Records shown section start
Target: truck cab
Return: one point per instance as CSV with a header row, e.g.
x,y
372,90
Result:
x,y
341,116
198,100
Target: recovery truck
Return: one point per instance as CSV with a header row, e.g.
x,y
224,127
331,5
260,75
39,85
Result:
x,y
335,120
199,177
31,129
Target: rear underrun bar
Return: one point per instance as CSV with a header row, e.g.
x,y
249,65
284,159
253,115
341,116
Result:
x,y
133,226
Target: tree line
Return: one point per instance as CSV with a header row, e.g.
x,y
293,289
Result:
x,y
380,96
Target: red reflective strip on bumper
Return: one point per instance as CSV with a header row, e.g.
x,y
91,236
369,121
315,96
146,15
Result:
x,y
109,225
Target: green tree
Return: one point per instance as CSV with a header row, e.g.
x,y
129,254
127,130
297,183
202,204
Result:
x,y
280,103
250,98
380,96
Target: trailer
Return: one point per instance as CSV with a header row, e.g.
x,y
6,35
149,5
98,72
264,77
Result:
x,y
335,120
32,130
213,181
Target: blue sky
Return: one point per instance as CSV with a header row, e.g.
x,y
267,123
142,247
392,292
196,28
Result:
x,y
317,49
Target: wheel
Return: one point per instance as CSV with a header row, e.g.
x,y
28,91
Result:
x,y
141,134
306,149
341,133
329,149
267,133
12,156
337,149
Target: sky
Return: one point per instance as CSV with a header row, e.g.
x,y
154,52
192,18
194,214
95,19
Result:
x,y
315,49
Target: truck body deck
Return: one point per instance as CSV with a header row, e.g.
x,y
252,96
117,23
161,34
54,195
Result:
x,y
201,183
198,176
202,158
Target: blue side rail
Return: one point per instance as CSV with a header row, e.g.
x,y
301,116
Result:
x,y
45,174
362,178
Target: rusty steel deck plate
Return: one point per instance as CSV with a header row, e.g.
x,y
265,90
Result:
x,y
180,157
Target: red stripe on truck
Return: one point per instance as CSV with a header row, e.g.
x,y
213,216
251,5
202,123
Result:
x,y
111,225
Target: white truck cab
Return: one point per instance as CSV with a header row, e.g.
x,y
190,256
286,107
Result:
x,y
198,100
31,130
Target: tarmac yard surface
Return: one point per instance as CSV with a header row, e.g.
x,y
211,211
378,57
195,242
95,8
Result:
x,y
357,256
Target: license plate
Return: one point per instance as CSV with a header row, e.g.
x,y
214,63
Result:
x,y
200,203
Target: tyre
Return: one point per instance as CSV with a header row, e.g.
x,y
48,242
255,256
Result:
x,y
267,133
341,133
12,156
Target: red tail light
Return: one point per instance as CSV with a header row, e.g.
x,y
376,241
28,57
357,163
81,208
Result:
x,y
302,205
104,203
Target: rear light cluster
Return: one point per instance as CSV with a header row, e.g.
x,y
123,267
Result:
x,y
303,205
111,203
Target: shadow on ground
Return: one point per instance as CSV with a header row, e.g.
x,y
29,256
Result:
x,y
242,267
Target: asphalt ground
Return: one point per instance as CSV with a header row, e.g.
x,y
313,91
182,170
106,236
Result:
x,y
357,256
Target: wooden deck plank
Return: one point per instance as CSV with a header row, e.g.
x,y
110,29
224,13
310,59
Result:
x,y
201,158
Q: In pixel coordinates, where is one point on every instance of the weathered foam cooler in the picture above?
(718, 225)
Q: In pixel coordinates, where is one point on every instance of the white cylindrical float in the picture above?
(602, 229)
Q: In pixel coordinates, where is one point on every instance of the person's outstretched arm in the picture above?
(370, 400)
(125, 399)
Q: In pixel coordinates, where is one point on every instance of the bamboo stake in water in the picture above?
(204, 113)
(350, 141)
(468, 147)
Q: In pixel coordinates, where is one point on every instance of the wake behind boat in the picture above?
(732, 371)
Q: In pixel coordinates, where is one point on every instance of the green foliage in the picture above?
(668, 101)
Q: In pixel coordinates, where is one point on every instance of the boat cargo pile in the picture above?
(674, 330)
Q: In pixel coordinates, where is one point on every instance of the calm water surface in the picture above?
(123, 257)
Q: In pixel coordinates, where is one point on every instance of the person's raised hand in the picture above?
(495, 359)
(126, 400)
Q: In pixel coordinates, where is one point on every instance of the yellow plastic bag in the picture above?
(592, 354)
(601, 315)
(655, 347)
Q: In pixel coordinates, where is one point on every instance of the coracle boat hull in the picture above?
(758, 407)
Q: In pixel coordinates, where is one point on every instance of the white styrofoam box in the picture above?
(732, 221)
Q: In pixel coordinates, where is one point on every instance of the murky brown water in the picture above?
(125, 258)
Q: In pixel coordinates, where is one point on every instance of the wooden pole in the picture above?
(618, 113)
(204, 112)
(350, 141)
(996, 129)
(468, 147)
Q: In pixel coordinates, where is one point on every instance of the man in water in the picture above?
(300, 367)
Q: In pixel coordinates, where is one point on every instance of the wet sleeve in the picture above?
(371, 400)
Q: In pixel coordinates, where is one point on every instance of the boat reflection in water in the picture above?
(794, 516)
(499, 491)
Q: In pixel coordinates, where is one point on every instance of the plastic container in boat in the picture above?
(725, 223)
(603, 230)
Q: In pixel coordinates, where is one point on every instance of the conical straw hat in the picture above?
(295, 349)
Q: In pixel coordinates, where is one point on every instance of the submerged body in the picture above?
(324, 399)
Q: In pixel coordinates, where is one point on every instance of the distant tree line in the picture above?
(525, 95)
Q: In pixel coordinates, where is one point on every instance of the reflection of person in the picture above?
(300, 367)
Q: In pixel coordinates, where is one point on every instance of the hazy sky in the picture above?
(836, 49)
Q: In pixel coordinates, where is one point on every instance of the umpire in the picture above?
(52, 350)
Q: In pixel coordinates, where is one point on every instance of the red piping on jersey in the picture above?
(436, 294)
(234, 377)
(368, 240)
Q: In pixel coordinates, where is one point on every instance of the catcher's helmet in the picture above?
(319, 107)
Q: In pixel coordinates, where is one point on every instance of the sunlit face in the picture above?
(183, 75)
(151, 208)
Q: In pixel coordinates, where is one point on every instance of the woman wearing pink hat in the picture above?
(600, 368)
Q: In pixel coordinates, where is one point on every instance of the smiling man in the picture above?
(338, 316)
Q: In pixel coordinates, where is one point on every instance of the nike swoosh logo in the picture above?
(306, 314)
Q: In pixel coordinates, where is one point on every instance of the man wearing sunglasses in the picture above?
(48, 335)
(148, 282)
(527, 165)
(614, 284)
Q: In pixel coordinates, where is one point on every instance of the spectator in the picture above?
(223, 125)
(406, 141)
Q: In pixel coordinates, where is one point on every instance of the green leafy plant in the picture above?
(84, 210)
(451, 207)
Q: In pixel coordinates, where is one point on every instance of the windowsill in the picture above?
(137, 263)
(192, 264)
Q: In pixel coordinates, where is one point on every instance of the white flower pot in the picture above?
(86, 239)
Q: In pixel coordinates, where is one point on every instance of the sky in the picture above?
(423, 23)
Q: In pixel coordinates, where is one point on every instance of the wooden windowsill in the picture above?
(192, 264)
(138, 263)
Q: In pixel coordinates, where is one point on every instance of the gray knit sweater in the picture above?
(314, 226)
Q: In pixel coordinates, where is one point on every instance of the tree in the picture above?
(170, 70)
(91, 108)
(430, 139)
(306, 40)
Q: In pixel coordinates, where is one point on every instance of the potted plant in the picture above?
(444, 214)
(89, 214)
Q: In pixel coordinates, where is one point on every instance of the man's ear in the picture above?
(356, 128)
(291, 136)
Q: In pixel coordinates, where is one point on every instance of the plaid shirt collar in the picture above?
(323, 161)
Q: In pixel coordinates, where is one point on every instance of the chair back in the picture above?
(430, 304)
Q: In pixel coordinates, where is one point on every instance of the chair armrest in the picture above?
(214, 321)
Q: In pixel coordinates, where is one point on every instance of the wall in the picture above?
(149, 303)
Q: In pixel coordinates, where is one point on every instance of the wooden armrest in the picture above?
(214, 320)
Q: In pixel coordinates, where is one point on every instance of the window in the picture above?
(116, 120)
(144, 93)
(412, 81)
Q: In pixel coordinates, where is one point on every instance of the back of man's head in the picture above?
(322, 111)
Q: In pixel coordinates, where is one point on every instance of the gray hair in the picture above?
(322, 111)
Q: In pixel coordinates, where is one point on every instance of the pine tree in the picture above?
Records shown section end
◆ **Work request**
Whenever a line of the data includes "ground", copy that line.

◆ **Solved exercise**
Target: shadow on ground
Target: asphalt ground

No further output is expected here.